INPUT DATA =>
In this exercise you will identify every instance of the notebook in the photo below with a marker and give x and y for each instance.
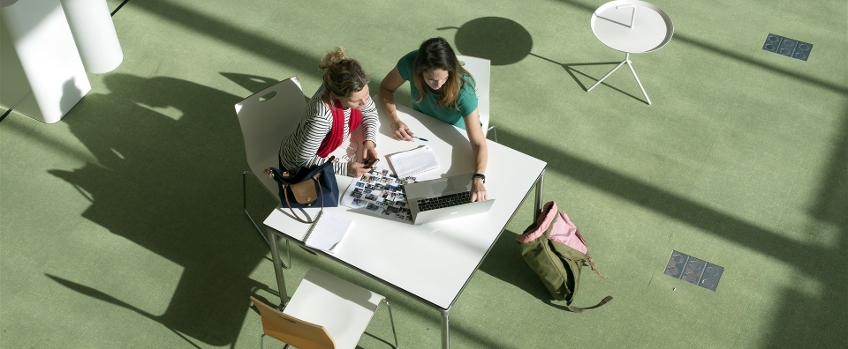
(414, 162)
(443, 198)
(328, 232)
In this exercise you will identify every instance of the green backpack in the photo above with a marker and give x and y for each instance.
(555, 250)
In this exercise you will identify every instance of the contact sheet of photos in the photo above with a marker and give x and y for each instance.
(379, 192)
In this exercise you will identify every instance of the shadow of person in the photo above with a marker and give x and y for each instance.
(169, 161)
(500, 40)
(252, 83)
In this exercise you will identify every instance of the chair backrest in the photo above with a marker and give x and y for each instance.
(480, 69)
(291, 330)
(266, 117)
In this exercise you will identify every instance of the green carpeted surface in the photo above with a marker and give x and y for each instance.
(121, 225)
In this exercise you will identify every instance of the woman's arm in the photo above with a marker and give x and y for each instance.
(481, 153)
(390, 83)
(370, 124)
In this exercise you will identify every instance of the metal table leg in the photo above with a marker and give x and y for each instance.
(445, 328)
(278, 270)
(539, 198)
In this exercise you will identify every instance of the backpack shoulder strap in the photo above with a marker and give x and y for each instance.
(580, 310)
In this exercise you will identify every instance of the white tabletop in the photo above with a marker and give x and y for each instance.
(432, 261)
(651, 28)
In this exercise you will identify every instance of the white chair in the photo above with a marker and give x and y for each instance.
(266, 117)
(480, 69)
(325, 312)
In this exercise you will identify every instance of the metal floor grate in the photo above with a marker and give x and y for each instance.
(693, 270)
(788, 47)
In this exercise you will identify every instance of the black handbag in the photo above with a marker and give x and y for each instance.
(307, 187)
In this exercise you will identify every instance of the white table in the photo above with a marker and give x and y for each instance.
(402, 255)
(631, 26)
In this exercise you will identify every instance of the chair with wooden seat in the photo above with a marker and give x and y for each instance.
(325, 312)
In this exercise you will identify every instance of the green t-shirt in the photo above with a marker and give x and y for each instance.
(466, 103)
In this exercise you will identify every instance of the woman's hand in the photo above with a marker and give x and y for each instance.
(478, 190)
(400, 131)
(369, 151)
(356, 169)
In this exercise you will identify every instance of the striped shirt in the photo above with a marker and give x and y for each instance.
(300, 148)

REQUIREMENT =>
Without the pictures, write out all of the material exactly.

TASK RESPONSE =>
In this exercise you will identify every instance of the notebook in the photo below with a marker and give x and y for each instance.
(414, 162)
(443, 198)
(328, 232)
In this exercise you will identify every instance of the green backpack in the photo above with a marker and give x and y for each instance.
(555, 250)
In this exercise you will identify every instance of the contact sheet of photos in the photo above with a marker and give x and y for each instance.
(379, 192)
In this exercise you will identify every instance of the shadow of person in the photo above with a marker and give x and y for each instance.
(169, 161)
(500, 40)
(252, 83)
In this exercise you will identify every instance of the chair backrest in the photo above with a marker and give x and y for each instance.
(480, 69)
(291, 330)
(266, 117)
In this exercise you will identify every instance of the green carpeted surface in the photo above with a marker and give x and y for each instance.
(121, 225)
In this exercise you will identify every instance of the woman's arm in the photo above with a marker and give x and y for each instance.
(481, 153)
(390, 83)
(370, 124)
In this exercise you will identify every instance of the metal table leg in the photo above with a marker and give x and y for each instance.
(445, 328)
(278, 270)
(539, 198)
In this exercise you will identify every instance of the backpack shoulder strap in the photo above with a marker and give x and y for each instance.
(580, 310)
In this exercise you will identify every instance of the white tabletop in the photo above with a marker and give x and y for each instance.
(432, 261)
(651, 28)
In this exercise you will identify every instance of the white chair in the photo above with a marker and give x and y for each instance.
(266, 117)
(480, 69)
(325, 312)
In this exercise you will identify every instance of the metal floor grate in the photo above with a marker and give x and y for each instance.
(693, 270)
(788, 47)
In this exercise you will identify every instance of the black handbag in the photo above with a marker and give x and y for each instance.
(307, 187)
In this exercise you will identify every instance of the white table in the photo above with a marker and give x and y for each instance.
(402, 255)
(631, 26)
In this exercise you will identify every instance of the chair with wooden seat in the photo above with a marker and give x and y for each instance.
(325, 312)
In this exercise you will identify every instance of the green t-shirt in the photo above with a marker and give x and y for each instance.
(466, 103)
In this exercise you will identify every instance of the woman's hand in the photo above with a marker and give x and y for each instance.
(478, 190)
(400, 131)
(369, 151)
(356, 169)
In this exercise you will identify every instance of the striped shirt in the photo above with a marker and give x and y for each instance.
(300, 148)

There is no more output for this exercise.